[Linhas de dados de anotação de caixas]
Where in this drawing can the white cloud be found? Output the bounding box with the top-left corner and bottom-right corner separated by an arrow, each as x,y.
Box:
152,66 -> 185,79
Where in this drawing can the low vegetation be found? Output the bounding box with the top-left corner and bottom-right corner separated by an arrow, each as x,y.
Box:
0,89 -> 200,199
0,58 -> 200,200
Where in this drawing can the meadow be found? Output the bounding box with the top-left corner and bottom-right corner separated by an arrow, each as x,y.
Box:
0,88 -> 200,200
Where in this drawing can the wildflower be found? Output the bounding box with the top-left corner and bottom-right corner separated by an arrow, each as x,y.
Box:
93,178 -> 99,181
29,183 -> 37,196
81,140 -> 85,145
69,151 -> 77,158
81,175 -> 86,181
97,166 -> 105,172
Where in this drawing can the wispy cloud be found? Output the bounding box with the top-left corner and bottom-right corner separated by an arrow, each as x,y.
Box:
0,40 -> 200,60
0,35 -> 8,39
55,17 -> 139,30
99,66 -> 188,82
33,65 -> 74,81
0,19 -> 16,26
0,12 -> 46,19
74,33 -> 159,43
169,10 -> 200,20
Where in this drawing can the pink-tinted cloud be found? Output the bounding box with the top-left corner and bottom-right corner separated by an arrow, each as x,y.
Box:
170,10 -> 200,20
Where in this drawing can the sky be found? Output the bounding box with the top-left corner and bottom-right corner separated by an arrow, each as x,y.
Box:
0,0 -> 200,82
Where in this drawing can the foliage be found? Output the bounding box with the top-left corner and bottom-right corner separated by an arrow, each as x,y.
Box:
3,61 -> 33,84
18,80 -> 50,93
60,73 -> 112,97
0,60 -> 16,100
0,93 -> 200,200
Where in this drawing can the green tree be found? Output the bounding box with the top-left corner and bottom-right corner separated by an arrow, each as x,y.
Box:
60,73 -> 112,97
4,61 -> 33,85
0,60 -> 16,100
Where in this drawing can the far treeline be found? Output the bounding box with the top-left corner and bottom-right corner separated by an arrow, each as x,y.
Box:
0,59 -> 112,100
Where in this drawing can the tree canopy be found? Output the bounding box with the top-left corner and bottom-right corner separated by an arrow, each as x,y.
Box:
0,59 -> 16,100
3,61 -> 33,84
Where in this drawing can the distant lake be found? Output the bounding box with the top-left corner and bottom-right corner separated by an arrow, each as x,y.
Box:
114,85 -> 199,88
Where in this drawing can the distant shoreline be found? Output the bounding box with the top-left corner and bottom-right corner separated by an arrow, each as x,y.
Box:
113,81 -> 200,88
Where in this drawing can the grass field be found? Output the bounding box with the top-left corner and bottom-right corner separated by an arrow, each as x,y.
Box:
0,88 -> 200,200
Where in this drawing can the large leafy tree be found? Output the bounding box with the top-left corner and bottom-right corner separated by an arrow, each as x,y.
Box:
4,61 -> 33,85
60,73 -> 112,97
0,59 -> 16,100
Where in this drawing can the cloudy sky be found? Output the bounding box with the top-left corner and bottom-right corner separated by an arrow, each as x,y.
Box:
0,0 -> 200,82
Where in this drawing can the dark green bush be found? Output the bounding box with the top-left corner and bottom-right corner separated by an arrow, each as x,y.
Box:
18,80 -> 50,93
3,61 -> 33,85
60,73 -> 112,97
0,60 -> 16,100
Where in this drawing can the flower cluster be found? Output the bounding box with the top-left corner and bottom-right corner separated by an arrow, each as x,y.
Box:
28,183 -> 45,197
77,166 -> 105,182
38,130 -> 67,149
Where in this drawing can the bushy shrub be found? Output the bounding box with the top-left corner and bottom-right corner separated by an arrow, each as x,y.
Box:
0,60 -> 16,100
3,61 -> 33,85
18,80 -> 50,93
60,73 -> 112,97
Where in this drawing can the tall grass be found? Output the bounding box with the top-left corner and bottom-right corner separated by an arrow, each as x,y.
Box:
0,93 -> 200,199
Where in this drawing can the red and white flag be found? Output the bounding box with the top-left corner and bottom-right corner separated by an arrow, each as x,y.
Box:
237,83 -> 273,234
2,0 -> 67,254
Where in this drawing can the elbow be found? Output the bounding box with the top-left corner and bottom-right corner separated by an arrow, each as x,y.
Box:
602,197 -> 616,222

§ Enunciado da tarefa:
Reproduza integralmente o trecho dos dados que vai da linha que contém "Where in this drawing can the dark" até a linha que contém "38,130 -> 67,149", ambas incluídas, mantendo as demais linhas inalteradas. Reescale as coordenadas das caixas multiplicando cada uma por 1,75 e arredondando para o inteiro mais próximo, com as metades arredondadas para cima.

§ Resposta correta:
Where in this drawing can the dark green bush be found? Output the bounding box with the top-left corner and bottom-right corner separated by an arrow, each as x,y.
Box:
32,140 -> 88,163
5,107 -> 58,149
105,128 -> 196,170
0,105 -> 28,175
Where in this drawing can the flower cluster be found? Output the bounding box with the top-left corner and bottom-right corner separated by an arrow, each as x,y.
Box:
49,320 -> 79,345
135,291 -> 184,319
67,228 -> 117,261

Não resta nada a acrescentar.